• RECORD LIST
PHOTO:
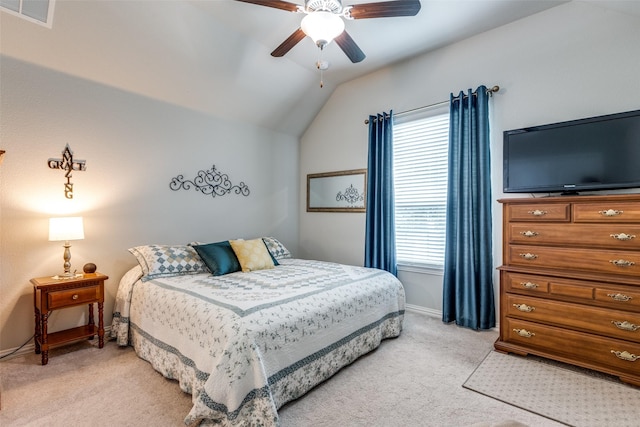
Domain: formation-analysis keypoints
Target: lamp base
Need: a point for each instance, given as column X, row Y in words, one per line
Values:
column 67, row 276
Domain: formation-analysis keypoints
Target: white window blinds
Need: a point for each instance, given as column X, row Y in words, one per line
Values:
column 420, row 174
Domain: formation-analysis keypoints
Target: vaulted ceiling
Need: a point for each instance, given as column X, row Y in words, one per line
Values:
column 213, row 56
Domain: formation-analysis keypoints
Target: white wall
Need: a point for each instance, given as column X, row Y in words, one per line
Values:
column 133, row 147
column 570, row 62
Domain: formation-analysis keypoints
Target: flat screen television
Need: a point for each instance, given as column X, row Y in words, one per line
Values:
column 596, row 153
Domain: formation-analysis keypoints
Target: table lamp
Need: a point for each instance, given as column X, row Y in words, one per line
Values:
column 66, row 229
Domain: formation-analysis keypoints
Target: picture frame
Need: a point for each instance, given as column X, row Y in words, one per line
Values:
column 341, row 191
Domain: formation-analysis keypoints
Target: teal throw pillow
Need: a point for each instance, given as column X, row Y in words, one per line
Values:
column 218, row 257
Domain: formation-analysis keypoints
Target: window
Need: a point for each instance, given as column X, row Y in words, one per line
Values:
column 420, row 173
column 38, row 11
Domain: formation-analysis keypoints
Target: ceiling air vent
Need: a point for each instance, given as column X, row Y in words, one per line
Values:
column 38, row 11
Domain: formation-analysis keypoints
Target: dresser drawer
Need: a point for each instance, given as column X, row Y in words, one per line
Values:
column 70, row 297
column 625, row 299
column 538, row 212
column 601, row 261
column 614, row 236
column 525, row 283
column 606, row 212
column 602, row 321
column 607, row 354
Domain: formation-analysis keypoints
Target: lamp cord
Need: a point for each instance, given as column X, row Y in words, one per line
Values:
column 18, row 349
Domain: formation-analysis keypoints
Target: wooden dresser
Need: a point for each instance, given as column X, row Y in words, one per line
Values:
column 570, row 281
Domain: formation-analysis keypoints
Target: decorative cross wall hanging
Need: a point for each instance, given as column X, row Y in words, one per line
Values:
column 68, row 164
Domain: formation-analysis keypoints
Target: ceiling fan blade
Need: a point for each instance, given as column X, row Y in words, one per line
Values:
column 349, row 47
column 277, row 4
column 385, row 9
column 290, row 42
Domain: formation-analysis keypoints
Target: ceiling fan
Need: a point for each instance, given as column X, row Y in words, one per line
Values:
column 324, row 21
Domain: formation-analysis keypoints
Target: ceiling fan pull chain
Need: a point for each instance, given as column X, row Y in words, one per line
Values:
column 320, row 66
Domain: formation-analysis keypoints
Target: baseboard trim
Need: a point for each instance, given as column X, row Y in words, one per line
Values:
column 424, row 310
column 31, row 347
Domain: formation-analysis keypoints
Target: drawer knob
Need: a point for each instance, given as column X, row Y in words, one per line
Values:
column 625, row 326
column 524, row 307
column 524, row 333
column 625, row 355
column 611, row 212
column 622, row 263
column 529, row 285
column 623, row 236
column 529, row 233
column 620, row 297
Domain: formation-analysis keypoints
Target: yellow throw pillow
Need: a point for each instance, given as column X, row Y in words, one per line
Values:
column 252, row 254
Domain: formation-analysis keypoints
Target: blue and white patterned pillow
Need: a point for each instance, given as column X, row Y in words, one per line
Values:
column 277, row 249
column 168, row 260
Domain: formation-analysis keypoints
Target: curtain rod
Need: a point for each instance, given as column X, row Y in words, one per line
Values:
column 437, row 104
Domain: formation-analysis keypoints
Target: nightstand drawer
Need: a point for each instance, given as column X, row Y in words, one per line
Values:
column 70, row 297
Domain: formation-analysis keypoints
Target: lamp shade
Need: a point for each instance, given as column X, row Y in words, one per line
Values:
column 322, row 27
column 70, row 228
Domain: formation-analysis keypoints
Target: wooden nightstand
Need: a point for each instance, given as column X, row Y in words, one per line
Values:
column 53, row 294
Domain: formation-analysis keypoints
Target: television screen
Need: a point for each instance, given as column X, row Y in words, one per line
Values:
column 596, row 153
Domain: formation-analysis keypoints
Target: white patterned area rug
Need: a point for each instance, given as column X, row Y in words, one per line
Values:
column 575, row 397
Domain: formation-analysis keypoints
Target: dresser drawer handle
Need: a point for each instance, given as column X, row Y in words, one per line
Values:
column 524, row 307
column 620, row 297
column 625, row 355
column 529, row 285
column 623, row 236
column 529, row 233
column 625, row 326
column 525, row 334
column 622, row 263
column 611, row 212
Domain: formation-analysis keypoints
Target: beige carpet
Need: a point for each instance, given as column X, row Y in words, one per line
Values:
column 414, row 380
column 570, row 395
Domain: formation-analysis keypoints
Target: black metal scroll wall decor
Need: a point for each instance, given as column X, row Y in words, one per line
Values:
column 69, row 165
column 350, row 195
column 210, row 182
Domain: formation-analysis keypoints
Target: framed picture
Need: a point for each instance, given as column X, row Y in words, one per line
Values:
column 343, row 191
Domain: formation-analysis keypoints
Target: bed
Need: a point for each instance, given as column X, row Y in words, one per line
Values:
column 243, row 343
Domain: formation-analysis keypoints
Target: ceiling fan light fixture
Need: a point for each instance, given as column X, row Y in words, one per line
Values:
column 322, row 27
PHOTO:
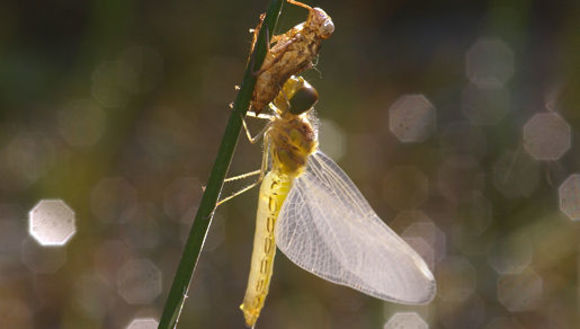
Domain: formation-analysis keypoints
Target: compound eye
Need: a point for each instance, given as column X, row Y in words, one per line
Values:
column 304, row 99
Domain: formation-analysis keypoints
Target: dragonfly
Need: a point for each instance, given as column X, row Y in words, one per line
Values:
column 289, row 54
column 317, row 217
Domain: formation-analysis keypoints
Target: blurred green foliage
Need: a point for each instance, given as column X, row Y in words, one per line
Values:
column 117, row 108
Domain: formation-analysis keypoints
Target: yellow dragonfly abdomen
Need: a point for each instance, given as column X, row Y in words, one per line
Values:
column 273, row 192
column 290, row 139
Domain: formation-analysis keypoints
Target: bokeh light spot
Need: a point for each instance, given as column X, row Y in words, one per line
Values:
column 52, row 223
column 412, row 118
column 547, row 136
column 139, row 281
column 569, row 194
column 489, row 63
column 406, row 320
column 41, row 260
column 405, row 187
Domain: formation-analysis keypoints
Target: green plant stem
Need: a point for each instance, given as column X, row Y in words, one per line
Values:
column 199, row 229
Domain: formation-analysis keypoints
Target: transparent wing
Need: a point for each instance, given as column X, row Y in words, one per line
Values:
column 328, row 228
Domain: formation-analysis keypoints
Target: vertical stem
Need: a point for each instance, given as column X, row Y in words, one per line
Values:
column 199, row 229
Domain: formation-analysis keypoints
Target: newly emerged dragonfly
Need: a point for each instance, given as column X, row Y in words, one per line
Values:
column 317, row 217
column 289, row 54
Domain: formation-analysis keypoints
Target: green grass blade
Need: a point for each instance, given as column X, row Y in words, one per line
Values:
column 199, row 229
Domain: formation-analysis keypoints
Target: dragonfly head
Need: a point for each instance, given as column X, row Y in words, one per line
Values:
column 296, row 97
column 321, row 23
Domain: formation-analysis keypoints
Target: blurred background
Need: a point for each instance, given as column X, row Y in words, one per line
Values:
column 458, row 120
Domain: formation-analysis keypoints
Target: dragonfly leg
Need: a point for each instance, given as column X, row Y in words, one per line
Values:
column 261, row 172
column 262, row 69
column 254, row 139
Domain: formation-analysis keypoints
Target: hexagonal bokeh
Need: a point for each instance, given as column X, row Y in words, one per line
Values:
column 569, row 195
column 431, row 235
column 489, row 63
column 143, row 323
column 139, row 281
column 406, row 320
column 51, row 223
column 520, row 292
column 547, row 136
column 412, row 118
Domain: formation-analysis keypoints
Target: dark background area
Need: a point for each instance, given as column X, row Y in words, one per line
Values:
column 117, row 109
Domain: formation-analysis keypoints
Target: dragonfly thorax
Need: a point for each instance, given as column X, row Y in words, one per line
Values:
column 293, row 140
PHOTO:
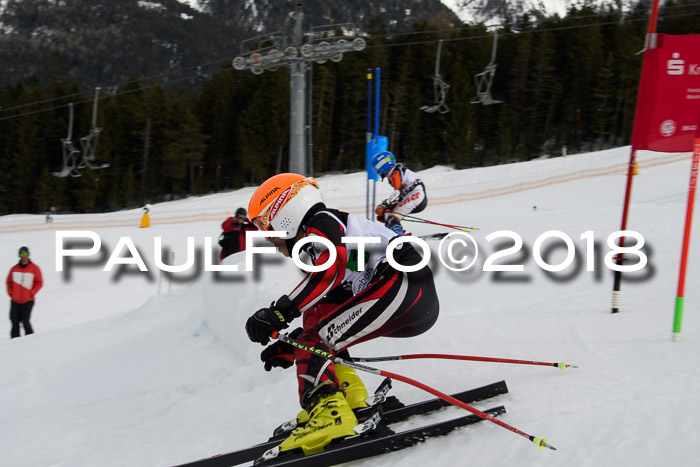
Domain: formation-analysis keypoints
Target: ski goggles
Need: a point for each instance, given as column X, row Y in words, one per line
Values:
column 264, row 220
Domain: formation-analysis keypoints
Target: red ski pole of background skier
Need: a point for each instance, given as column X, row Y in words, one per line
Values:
column 539, row 442
column 408, row 218
column 562, row 365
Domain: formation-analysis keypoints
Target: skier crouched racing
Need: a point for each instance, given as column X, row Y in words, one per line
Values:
column 409, row 192
column 340, row 307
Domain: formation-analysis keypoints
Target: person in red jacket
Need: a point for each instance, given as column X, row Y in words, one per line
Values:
column 232, row 240
column 23, row 282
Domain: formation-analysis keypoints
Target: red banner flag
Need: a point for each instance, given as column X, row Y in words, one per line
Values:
column 668, row 102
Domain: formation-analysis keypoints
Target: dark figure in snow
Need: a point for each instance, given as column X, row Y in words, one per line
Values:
column 355, row 300
column 409, row 192
column 232, row 239
column 23, row 282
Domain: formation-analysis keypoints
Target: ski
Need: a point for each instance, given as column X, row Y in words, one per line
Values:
column 380, row 441
column 398, row 413
column 437, row 236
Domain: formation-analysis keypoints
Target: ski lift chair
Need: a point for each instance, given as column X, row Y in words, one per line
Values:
column 70, row 153
column 484, row 80
column 440, row 89
column 89, row 142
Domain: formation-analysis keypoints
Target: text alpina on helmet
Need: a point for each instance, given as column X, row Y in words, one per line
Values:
column 282, row 201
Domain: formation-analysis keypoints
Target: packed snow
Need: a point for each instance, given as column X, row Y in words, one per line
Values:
column 152, row 369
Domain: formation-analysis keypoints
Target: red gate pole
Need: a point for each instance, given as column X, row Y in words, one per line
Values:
column 678, row 313
column 648, row 43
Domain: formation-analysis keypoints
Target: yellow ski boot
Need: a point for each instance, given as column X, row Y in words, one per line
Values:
column 330, row 418
column 355, row 390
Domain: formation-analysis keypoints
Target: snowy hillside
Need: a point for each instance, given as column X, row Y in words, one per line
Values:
column 119, row 374
column 493, row 11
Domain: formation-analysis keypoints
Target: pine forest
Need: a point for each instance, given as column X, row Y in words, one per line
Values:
column 564, row 82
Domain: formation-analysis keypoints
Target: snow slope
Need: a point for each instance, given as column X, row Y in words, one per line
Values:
column 118, row 374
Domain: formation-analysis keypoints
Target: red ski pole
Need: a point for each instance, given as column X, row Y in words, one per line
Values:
column 539, row 442
column 408, row 218
column 562, row 365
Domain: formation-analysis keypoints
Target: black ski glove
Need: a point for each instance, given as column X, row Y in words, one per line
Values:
column 280, row 354
column 267, row 320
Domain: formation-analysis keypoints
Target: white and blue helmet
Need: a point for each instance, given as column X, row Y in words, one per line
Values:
column 383, row 162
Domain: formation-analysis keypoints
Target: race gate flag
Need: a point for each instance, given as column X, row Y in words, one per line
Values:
column 669, row 95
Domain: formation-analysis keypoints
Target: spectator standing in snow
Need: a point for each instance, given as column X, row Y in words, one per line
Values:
column 23, row 283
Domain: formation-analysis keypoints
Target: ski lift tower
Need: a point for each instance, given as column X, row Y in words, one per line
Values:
column 270, row 51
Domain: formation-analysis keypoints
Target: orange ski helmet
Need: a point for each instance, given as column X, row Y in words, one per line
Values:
column 282, row 201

• WRITTEN INSTRUCTION
Collect every line of the rows above that contains the word "patterned" and list each one as it appears.

• SOLUTION FOR THIS EXERCISE
Target: blue and white patterned pillow
Target: white patterned area rug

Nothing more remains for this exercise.